To close this notebook, we take a brief look at actual data. In the following, we load data containing features extracted using recordings from the Hubble Space Telescope for sources (e.g., globular clusters, stars, background galaxies, etc.) in the galaxy 'NGC1427a'.

Basically, we record the galaxy for two different frequency bands (i.e., we have two images of it, in the g and z band). After identifying the sources, we create small cut-outs. Thus, for every source we have two small images (the flux for each band).

In [None]:
from astropy.io import fits
import matplotlib.pyplot as plt
import pandas as pd

dframe = pd.read_csv('NGC1427a_sources.csv')
images = fits.getdata('NGC1427a_images.fits')

fig, ax = plt.subplots(1,2, figsize=(12,12))
ax[0].imshow(images[115][0])
ax[0].set_title('g-band image', fontsize = 20)
ax[0].axis('off')
ax[1].imshow(images[115][1])
ax[1].set_title('z-band image', fontsize = 20)
ax[1].axis('off')

Provided material
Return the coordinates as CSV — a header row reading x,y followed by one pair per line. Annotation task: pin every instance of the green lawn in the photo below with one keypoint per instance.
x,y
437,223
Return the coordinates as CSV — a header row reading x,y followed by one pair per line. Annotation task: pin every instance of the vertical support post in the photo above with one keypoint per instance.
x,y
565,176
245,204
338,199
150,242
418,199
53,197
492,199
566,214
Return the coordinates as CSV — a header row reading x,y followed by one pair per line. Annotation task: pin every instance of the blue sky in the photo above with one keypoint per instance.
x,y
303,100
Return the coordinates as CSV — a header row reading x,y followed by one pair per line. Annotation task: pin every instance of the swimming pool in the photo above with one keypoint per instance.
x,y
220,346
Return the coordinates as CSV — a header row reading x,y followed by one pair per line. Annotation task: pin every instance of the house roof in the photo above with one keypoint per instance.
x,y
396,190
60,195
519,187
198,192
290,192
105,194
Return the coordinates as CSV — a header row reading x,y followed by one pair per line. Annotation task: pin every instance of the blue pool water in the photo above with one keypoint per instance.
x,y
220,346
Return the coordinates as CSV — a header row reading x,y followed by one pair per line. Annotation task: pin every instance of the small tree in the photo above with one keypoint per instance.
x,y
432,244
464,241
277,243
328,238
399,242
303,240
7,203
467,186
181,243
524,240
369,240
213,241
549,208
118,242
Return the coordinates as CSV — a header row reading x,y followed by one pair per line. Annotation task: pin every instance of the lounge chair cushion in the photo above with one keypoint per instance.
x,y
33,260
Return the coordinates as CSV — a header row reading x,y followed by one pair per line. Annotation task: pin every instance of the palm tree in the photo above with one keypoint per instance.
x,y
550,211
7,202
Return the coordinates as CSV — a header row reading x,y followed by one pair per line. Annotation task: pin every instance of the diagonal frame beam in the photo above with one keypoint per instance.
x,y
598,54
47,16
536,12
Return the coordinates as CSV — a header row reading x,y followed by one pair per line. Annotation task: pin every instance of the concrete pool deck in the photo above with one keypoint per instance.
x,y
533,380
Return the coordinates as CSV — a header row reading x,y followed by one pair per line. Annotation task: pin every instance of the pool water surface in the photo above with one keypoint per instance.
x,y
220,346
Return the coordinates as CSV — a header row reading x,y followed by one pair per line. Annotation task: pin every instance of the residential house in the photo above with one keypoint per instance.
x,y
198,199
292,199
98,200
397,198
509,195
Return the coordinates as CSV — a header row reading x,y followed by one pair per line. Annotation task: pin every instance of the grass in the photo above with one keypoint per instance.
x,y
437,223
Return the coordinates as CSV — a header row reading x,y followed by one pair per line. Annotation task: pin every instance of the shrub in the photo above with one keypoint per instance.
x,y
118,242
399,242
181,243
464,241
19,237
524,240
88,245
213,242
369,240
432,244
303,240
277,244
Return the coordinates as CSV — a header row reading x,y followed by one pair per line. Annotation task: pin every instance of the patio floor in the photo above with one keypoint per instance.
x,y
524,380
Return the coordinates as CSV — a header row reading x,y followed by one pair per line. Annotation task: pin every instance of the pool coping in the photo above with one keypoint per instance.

Required tasks
(1) Copy the NGC1427a passage starting with "To close this" and going on through "the galaxy 'NGC1427a'.".
(2) According to the NGC1427a passage, in which two frequency bands is the galaxy recorded?
(3) Decide whether each statement agrees with the NGC1427a passage. Answer yes or no, and quote the words that decide it.
(a) The features were extracted from recordings made by the Hubble Space Telescope.
(b) Each source has three small images.
(c) The cut-outs are created before the sources are identified.
The items are separate material and have nothing to do with the NGC1427a passage.

Exercise results
(1)
To close this notebook, we take a brief look at actual data. In the following, we load data containing features extracted using recordings from the Hubble Space Telescope for sources (e.g., globular clusters, stars, background galaxies, etc.) in the galaxy 'NGC1427a'.

(2) The g and z bands.

(3)
(a) Yes: "features extracted using recordings from the Hubble Space Telescope"
(b) No: "for every source we have two small images (the flux for each band)"
(c) No: "After identifying the sources, we create small cut-outs."